**READING PASSAGE**
+--
Early research into the pain of people with ID is scant. The focus in early writings was primarily to highlight individual cases, often representing abnormal responses to pain (3,4). Reynell (5) conducted the first study to document consistency in pain behaviours in 1965. He reported evidence that children with ID experience pain under the same circumstances that most children would be expected to have pain, that their pain response was observable and that it did not vary due to the level of impairment.

Case studies (68) dominated the literature for 30 years after Reynell’s first report. By 1995, however, a new wave of more objective studies began to appear; they focused on the development of pain assessment tools for children and/or adults with ID. Giusiano et al (9) were the first to report results suggesting that a standardized tool was possible. They recorded pain behaviour during physical examinations of 100 individuals aged two to 33 years in a residential setting. Soon after, Fanurik et al (10) interviewed parents regarding children’s pain behaviour. Their results suggested pain behaviour may vary with children’s level of ID. Of those patients with mild or moderate ID, 57% were said to make verbal statements about their pain. In contrast, 45% of parents of children with severe to profound ID reported that their child exhibited some combination of indirect behaviours when in pain, with crying (22%) and behavioural or emotional changes (10%) being the most commonly reported individual signs of pain. These two groupings mirror the two major types of pain assessment considered to have potential for children with ID – self-report and observation of behaviour.
+--
**STUDY MATERIAL**
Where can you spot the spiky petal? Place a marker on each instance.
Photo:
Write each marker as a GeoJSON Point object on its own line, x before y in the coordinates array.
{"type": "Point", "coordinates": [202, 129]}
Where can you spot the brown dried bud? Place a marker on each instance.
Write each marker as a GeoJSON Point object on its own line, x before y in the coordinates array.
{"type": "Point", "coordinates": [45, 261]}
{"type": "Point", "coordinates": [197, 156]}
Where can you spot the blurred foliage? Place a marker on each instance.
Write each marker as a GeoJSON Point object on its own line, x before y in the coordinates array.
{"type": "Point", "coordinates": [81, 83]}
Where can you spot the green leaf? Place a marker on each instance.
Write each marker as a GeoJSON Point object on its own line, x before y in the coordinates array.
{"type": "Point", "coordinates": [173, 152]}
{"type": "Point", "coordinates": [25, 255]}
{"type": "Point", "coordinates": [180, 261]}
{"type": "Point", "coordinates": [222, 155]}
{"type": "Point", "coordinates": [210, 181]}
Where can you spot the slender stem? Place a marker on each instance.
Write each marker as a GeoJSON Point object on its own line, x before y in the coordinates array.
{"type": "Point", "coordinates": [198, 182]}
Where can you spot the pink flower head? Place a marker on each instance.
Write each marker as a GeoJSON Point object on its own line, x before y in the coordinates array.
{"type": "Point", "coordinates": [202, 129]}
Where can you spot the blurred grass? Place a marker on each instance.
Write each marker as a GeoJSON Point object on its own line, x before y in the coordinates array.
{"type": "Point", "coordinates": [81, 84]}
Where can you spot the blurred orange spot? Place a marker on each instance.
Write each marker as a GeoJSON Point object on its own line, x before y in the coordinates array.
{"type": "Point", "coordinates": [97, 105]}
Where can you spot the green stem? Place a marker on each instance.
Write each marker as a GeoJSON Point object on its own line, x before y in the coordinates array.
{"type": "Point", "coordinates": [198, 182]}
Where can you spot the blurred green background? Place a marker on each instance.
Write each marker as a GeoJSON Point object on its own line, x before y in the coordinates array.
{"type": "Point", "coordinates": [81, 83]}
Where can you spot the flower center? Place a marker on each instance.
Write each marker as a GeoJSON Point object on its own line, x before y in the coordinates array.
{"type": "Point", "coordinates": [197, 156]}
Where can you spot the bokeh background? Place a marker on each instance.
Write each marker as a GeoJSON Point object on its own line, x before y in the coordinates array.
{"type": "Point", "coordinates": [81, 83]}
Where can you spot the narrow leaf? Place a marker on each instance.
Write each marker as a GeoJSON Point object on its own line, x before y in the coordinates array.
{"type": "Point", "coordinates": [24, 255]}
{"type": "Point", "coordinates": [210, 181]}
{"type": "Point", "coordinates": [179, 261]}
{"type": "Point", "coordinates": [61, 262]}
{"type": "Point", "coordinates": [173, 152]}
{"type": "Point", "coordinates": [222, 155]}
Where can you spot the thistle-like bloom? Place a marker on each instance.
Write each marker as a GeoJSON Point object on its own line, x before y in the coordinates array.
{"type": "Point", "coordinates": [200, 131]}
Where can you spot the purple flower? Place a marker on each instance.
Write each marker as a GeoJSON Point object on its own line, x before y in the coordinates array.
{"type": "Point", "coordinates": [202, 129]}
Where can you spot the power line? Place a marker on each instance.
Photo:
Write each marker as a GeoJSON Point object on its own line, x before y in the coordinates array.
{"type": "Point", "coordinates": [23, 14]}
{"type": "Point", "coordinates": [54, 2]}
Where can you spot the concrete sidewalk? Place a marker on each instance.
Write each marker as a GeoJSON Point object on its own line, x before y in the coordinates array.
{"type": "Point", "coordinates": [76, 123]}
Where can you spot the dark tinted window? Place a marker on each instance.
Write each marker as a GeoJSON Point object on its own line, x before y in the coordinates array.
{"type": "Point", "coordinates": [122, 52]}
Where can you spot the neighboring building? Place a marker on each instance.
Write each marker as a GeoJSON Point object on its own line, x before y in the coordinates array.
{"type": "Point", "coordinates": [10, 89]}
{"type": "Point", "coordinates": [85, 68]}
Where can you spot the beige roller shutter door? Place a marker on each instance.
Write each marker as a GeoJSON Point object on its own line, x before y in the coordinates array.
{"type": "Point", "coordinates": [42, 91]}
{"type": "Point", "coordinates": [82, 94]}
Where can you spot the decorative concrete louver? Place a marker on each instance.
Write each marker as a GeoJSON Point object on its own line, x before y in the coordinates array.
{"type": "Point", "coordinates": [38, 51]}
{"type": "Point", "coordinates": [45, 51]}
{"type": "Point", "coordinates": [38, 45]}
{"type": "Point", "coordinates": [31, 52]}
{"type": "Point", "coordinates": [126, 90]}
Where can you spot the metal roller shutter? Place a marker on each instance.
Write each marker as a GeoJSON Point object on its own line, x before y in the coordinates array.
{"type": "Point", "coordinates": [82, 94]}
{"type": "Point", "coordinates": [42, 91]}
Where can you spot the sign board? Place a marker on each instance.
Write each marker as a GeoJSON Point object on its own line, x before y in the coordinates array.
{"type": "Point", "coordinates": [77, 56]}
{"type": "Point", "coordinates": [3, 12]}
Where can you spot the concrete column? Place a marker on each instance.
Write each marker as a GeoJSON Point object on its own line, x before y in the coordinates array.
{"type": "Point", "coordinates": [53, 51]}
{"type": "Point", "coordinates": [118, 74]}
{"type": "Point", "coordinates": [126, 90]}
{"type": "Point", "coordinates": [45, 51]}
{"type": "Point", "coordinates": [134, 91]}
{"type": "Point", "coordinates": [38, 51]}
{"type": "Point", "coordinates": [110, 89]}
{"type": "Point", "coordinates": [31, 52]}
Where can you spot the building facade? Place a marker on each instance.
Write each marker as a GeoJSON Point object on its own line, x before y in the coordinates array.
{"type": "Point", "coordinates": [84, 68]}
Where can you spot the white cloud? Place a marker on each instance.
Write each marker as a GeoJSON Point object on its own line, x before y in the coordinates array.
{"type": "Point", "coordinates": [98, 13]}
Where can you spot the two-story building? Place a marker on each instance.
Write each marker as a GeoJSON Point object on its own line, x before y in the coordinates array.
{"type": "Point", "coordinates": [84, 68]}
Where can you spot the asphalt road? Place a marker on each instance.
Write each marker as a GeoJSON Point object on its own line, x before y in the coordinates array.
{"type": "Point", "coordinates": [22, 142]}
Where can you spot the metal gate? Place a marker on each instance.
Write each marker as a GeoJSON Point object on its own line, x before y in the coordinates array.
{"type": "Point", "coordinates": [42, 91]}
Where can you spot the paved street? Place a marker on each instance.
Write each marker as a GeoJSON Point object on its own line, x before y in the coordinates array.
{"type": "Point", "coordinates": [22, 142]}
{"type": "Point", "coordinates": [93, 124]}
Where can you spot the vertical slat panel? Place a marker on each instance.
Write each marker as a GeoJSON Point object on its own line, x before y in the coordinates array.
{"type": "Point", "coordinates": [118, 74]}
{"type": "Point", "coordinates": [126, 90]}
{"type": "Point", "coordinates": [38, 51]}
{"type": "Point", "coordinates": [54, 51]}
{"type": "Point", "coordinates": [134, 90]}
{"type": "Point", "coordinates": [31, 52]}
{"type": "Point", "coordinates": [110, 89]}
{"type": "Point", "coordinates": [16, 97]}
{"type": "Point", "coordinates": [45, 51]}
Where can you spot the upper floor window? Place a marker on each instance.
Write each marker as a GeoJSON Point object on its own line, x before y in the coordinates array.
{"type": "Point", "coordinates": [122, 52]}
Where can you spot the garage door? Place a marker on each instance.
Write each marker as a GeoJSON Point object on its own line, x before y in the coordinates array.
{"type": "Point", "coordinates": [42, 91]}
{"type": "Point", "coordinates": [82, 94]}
+--
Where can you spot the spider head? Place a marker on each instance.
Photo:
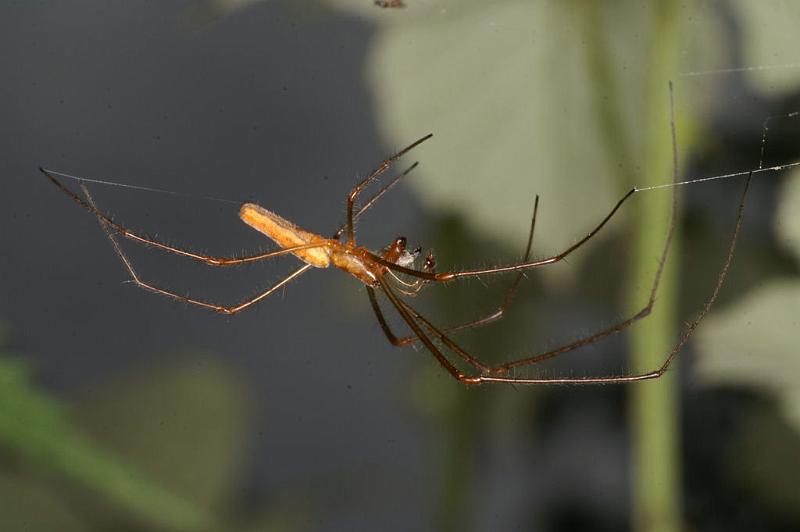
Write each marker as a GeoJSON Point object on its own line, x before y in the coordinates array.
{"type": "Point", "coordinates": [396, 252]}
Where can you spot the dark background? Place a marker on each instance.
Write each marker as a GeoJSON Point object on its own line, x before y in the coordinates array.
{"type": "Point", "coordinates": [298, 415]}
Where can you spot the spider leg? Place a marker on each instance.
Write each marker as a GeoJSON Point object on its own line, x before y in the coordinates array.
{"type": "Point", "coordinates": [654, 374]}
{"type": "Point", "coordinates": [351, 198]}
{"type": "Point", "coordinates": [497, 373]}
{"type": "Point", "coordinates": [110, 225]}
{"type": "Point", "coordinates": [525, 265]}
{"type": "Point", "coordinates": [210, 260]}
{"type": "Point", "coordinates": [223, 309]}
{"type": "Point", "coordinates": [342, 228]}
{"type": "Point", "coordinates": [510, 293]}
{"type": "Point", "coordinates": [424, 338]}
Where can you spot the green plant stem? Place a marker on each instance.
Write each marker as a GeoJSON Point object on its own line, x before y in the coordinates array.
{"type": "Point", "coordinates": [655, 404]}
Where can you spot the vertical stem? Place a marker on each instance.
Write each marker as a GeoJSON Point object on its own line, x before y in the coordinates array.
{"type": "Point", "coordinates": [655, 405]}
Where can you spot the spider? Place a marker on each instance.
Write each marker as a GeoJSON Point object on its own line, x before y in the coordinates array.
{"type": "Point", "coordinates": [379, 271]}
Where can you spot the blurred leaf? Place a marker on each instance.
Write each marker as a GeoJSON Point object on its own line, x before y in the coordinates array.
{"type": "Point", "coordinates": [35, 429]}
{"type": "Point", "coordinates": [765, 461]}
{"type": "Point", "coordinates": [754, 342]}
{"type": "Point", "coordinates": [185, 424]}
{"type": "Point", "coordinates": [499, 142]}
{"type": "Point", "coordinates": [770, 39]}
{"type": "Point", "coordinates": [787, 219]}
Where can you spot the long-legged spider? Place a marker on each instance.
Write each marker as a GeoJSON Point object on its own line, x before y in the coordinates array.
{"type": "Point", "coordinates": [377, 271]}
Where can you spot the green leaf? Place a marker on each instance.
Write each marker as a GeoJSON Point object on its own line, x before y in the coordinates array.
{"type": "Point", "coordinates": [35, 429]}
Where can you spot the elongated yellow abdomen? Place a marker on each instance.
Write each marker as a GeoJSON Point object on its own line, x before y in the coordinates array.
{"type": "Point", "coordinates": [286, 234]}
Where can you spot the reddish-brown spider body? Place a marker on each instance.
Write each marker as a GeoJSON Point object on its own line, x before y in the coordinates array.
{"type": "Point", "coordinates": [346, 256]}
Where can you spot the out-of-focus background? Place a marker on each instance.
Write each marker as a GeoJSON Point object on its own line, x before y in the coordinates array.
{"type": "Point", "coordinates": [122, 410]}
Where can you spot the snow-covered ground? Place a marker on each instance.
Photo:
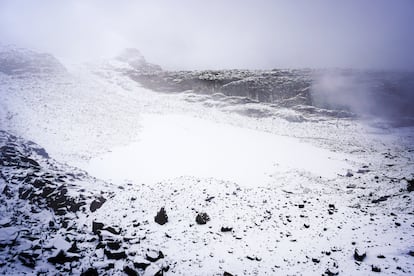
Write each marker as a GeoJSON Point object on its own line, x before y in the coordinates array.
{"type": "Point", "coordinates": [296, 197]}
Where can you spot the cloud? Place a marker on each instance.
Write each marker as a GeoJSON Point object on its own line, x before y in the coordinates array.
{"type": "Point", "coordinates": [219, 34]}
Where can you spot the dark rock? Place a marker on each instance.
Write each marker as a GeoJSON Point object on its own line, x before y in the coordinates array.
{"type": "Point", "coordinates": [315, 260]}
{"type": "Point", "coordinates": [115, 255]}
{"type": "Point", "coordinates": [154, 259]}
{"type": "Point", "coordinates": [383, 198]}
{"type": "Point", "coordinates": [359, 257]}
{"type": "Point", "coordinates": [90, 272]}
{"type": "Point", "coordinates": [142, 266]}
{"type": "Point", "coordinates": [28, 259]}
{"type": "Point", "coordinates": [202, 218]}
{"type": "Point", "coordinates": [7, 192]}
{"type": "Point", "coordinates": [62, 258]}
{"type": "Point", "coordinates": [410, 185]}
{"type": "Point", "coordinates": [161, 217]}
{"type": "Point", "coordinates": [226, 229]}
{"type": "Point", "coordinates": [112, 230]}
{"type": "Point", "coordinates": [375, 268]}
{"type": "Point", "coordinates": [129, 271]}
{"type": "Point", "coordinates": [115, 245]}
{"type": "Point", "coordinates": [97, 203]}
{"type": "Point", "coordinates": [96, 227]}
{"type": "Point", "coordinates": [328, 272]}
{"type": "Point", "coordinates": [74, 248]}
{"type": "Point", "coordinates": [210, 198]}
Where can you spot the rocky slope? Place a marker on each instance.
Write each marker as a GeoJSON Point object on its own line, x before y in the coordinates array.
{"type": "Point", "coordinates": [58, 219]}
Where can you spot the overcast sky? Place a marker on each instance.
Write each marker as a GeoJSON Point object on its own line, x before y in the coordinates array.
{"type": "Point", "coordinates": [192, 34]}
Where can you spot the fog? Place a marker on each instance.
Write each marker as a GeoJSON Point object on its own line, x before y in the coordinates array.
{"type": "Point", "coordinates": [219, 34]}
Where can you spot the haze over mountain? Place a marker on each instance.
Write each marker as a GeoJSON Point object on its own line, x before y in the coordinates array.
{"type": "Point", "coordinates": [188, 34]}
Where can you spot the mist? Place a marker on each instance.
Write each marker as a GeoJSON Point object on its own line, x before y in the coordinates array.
+--
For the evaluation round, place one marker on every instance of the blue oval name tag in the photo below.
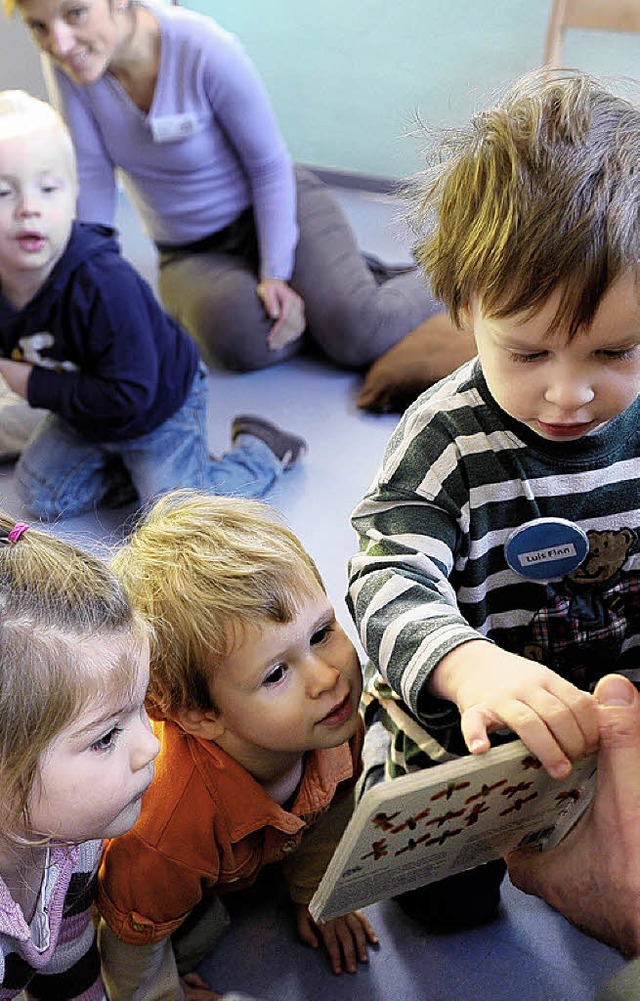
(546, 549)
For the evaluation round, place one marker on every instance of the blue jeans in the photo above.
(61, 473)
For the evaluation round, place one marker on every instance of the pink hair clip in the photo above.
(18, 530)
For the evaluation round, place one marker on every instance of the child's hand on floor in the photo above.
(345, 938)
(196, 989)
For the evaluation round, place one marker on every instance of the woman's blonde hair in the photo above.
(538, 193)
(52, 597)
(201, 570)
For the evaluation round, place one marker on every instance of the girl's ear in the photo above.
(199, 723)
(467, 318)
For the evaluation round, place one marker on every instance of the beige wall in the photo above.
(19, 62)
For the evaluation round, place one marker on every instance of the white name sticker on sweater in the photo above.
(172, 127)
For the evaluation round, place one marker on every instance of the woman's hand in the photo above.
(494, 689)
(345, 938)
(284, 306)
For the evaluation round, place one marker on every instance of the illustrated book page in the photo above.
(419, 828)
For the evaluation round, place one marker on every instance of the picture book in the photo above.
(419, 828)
+--
**EXERCISES**
1/ Answer the following questions from the passage on pain in people with ID.
(a) In what year did Reynell conduct the first study documenting consistency in pain behaviours?
(b) How many individuals did Giusiano et al observe during physical examinations?
(c) What percentage of patients with mild or moderate ID were said to make verbal statements about their pain?
2/ Repeat the passage on pain in people with ID between "Early research into" and "level of impairment.", inclusive.

**ANSWERS FOR THE TASKS**
1/
(a) 1965
(b) 100
(c) 57%

2/
Early research into the pain of people with ID is scant. The focus in early writings was primarily to highlight individual cases, often representing abnormal responses to pain (3,4). Reynell (5) conducted the first study to document consistency in pain behaviours in 1965. He reported evidence that children with ID experience pain under the same circumstances that most children would be expected to have pain, that their pain response was observable and that it did not vary due to the level of impairment.